---------- Excerpt provided ----------
Where a lone dinosaur roams

I have intended to photograph this dinosaur for years.  A couple of decades, actually.

The colorful, scaly reptile is a denizen of a long-closed amusement park on the northwest side of Milwaukee – once a roadside attraction featuring miniature golf, possibly go karts, and a giant wave slide of the sort ubiquitous in the early 1970s.  I have vague, distant memories of driving past at night and seeing the darkness brightly lit, which means it must still have been in business as late as the early 1980s, when I moved to the city.

In searching for more information online, I came across this photo on Flickr that shows the orange dinosaur in its original setting.  And here’s another Flickr photo showing the dino from the opposite angle, a rear view pointing out toward the street, with the original (but by then greatly deteriorated) “Johnson’s Park” sign beyond. 

The park remained intact for many years after it shut down, but eventually the slide disappeared and slowly the rest of its installations were also dismantled, until all that was left behind were some dinosaurs and other remnants of the miniature golf course hidden in the encroaching brush.
---------- Dataset records ----------
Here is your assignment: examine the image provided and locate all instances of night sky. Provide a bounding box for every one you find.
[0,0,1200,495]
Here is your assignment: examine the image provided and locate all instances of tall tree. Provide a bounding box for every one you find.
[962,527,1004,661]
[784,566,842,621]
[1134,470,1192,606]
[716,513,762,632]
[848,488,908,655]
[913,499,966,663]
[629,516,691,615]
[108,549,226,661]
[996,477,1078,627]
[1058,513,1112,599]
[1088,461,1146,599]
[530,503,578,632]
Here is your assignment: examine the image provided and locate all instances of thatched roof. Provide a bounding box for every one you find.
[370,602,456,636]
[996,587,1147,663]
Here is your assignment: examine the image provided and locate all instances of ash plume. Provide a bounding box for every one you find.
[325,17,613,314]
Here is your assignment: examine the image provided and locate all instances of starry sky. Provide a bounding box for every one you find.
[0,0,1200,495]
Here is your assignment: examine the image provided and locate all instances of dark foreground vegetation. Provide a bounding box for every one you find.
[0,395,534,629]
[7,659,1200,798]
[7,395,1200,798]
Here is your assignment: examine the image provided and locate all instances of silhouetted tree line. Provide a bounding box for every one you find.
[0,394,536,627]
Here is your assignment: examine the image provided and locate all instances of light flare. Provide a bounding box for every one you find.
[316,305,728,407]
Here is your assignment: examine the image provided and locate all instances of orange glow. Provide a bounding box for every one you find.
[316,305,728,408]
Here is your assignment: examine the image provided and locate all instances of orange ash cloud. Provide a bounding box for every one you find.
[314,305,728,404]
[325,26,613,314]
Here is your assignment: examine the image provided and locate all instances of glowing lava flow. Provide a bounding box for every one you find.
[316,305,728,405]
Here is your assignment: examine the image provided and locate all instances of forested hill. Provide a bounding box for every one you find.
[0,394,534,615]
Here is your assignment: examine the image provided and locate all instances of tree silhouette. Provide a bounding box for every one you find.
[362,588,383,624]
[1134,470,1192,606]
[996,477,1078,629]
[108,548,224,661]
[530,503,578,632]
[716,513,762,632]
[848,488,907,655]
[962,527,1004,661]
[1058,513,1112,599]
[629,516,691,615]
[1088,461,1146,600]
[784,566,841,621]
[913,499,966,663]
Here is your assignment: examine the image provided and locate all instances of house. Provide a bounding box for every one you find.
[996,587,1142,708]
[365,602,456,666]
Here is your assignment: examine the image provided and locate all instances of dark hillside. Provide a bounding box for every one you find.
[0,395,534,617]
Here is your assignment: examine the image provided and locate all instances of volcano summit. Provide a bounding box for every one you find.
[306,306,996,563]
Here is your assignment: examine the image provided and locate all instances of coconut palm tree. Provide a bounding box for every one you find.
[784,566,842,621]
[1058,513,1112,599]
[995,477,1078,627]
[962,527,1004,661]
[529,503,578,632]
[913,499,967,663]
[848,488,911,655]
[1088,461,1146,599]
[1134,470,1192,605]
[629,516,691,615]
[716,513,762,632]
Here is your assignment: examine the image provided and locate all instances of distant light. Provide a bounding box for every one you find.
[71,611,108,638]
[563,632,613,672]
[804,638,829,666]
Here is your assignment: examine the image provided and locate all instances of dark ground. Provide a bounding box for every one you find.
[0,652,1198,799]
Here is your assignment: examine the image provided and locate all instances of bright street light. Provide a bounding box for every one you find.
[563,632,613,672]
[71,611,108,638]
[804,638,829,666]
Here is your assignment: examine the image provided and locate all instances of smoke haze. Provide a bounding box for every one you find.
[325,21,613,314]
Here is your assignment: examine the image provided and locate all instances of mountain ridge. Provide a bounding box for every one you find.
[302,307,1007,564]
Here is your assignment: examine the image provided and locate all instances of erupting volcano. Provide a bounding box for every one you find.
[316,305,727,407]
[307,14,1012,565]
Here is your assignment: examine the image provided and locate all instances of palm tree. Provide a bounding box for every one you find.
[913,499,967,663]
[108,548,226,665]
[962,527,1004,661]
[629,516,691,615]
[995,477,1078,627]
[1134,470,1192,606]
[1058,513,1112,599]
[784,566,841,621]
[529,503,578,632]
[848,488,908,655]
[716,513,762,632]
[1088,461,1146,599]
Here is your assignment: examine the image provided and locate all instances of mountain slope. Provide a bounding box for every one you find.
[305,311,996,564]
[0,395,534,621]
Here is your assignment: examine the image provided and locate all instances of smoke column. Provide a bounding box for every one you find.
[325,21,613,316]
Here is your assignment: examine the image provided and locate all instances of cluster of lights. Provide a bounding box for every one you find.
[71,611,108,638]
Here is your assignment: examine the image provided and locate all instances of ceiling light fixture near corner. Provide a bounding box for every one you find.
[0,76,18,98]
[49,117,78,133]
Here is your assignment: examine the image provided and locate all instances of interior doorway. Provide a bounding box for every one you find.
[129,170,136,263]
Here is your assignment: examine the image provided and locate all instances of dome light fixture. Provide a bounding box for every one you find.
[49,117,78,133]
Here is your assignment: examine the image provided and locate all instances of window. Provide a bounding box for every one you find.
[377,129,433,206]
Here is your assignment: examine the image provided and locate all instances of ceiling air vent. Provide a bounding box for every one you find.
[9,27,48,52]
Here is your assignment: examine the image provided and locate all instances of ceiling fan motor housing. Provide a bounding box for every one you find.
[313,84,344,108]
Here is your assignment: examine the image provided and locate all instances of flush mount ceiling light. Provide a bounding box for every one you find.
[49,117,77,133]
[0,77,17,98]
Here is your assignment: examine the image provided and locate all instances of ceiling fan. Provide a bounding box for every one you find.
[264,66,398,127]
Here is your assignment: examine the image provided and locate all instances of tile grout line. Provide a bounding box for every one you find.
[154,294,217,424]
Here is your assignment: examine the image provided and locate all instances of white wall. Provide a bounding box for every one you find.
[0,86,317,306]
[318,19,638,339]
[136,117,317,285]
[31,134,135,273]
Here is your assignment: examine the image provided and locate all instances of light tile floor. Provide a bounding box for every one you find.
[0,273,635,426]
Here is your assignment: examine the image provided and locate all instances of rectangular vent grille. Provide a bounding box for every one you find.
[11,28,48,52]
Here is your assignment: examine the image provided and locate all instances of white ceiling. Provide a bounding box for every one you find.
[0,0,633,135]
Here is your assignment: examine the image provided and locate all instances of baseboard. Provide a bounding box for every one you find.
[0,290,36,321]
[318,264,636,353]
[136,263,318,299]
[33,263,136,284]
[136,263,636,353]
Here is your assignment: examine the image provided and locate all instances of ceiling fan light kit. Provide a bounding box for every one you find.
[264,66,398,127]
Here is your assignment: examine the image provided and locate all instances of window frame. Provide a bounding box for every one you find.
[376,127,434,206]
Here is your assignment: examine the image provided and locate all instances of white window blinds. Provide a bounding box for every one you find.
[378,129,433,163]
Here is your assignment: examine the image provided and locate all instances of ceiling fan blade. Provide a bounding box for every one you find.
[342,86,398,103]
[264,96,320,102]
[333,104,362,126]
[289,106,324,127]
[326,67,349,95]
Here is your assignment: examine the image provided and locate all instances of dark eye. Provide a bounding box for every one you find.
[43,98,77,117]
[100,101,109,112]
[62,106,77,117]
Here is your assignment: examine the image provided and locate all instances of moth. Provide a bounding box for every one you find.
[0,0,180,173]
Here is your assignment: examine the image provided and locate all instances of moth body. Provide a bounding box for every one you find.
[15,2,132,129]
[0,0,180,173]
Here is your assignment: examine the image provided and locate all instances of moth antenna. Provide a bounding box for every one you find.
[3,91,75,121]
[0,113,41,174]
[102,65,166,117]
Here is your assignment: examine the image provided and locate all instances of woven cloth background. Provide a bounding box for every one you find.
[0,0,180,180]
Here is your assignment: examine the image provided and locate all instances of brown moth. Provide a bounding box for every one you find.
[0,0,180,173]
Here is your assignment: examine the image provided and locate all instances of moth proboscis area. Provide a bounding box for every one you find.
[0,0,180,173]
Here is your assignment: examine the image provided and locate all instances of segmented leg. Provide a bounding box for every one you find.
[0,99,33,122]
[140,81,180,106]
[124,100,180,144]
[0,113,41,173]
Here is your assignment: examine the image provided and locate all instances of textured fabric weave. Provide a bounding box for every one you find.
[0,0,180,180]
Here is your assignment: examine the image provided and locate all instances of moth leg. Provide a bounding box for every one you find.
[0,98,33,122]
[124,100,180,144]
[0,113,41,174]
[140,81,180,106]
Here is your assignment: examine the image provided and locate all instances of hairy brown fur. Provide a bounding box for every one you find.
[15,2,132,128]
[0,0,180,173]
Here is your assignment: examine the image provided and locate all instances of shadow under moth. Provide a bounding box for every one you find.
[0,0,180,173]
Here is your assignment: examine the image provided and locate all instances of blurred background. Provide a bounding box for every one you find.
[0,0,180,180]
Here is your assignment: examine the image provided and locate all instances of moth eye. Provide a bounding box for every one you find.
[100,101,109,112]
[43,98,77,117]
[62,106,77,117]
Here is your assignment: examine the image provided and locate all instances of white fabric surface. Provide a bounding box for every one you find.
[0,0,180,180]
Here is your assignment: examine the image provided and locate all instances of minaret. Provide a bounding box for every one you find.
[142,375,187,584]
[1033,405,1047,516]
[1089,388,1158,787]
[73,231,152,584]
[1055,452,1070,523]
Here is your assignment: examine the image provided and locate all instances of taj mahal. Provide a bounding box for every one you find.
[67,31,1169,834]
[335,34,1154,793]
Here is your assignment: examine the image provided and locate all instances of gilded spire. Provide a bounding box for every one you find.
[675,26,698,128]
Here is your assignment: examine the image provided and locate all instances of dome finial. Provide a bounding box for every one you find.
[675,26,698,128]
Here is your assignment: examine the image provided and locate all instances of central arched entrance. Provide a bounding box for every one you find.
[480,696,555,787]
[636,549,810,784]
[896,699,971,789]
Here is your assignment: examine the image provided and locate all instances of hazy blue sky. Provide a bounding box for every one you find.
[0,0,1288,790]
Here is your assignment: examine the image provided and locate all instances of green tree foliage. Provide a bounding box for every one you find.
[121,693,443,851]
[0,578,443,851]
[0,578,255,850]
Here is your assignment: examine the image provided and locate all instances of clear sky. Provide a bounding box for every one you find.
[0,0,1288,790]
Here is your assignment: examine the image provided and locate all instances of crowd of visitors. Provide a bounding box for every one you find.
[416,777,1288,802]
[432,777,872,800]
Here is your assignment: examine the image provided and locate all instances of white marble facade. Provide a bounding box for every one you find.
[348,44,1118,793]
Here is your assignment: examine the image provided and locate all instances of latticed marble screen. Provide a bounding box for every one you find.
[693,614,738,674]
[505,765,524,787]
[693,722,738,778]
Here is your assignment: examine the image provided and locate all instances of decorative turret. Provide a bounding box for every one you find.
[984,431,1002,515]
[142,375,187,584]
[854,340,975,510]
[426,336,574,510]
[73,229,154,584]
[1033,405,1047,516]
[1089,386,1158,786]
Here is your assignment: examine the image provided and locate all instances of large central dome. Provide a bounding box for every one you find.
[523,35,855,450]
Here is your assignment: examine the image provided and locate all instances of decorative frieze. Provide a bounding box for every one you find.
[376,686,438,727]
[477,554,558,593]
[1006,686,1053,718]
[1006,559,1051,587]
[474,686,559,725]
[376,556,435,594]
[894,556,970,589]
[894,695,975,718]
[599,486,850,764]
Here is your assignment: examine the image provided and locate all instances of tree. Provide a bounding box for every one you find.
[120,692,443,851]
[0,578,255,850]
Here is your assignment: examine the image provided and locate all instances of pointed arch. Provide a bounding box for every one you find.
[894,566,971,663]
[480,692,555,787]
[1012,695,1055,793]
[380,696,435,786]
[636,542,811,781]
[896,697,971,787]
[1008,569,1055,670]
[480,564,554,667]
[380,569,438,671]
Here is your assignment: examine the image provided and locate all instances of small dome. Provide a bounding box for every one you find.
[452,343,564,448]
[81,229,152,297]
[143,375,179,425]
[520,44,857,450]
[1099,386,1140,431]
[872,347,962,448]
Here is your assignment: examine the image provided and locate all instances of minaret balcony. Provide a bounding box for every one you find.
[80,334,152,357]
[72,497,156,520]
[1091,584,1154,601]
----------
▸ **Given request 1**
Quote the passage from the post about the Milwaukee dinosaur that begins with the words containing "In searching for" and ends with "in the encroaching brush.".
▸ **Given request 2**
Print the entries from the first one through the line containing "[325,26,613,314]", reproducing every line unchanged, both ends included.

▸ **Written reply 1**
In searching for more information online, I came across this photo on Flickr that shows the orange dinosaur in its original setting.  And here’s another Flickr photo showing the dino from the opposite angle, a rear view pointing out toward the street, with the original (but by then greatly deteriorated) “Johnson’s Park” sign beyond. 

The park remained intact for many years after it shut down, but eventually the slide disappeared and slowly the rest of its installations were also dismantled, until all that was left behind were some dinosaurs and other remnants of the miniature golf course hidden in the encroaching brush.

▸ **Written reply 2**
Here is your assignment: examine the image provided and locate all instances of night sky. Provide a bounding box for every one you find.
[0,0,1200,495]
Here is your assignment: examine the image provided and locate all instances of tall tree. Provide a bounding box for every one you find.
[962,527,1004,661]
[784,566,842,621]
[1134,470,1192,606]
[716,513,762,632]
[848,488,908,655]
[913,499,966,663]
[629,516,691,615]
[108,549,226,661]
[996,477,1078,627]
[1058,513,1112,599]
[1088,461,1146,599]
[530,503,578,632]
Here is your assignment: examine the image provided and locate all instances of thatched roof. Provide a bounding box for every one you find.
[370,602,456,636]
[996,587,1147,663]
Here is your assignment: examine the image provided and locate all instances of ash plume. Provide a bounding box for every one you find.
[325,17,613,314]
Here is your assignment: examine the image provided and locate all instances of starry sky. Provide a bounding box for every one you find.
[0,0,1200,495]
Here is your assignment: examine the image provided and locate all instances of dark foreground vegetation. Provide a bounding box for every one you find.
[0,395,534,629]
[7,659,1200,798]
[7,395,1200,798]
Here is your assignment: examine the image provided and locate all instances of silhouetted tree line. Provide a bounding box for every one you find.
[0,394,536,627]
Here is your assignment: examine the image provided and locate all instances of light flare. Provide a bounding box for every one you find.
[316,305,728,407]
Here is your assignment: examine the image provided and locate all instances of orange glow. Provide a bounding box for every one you find.
[316,305,728,408]
Here is your assignment: examine the image provided and locate all instances of orange ash cloud. Provide a bounding box for every one you find.
[314,305,728,404]
[325,26,613,314]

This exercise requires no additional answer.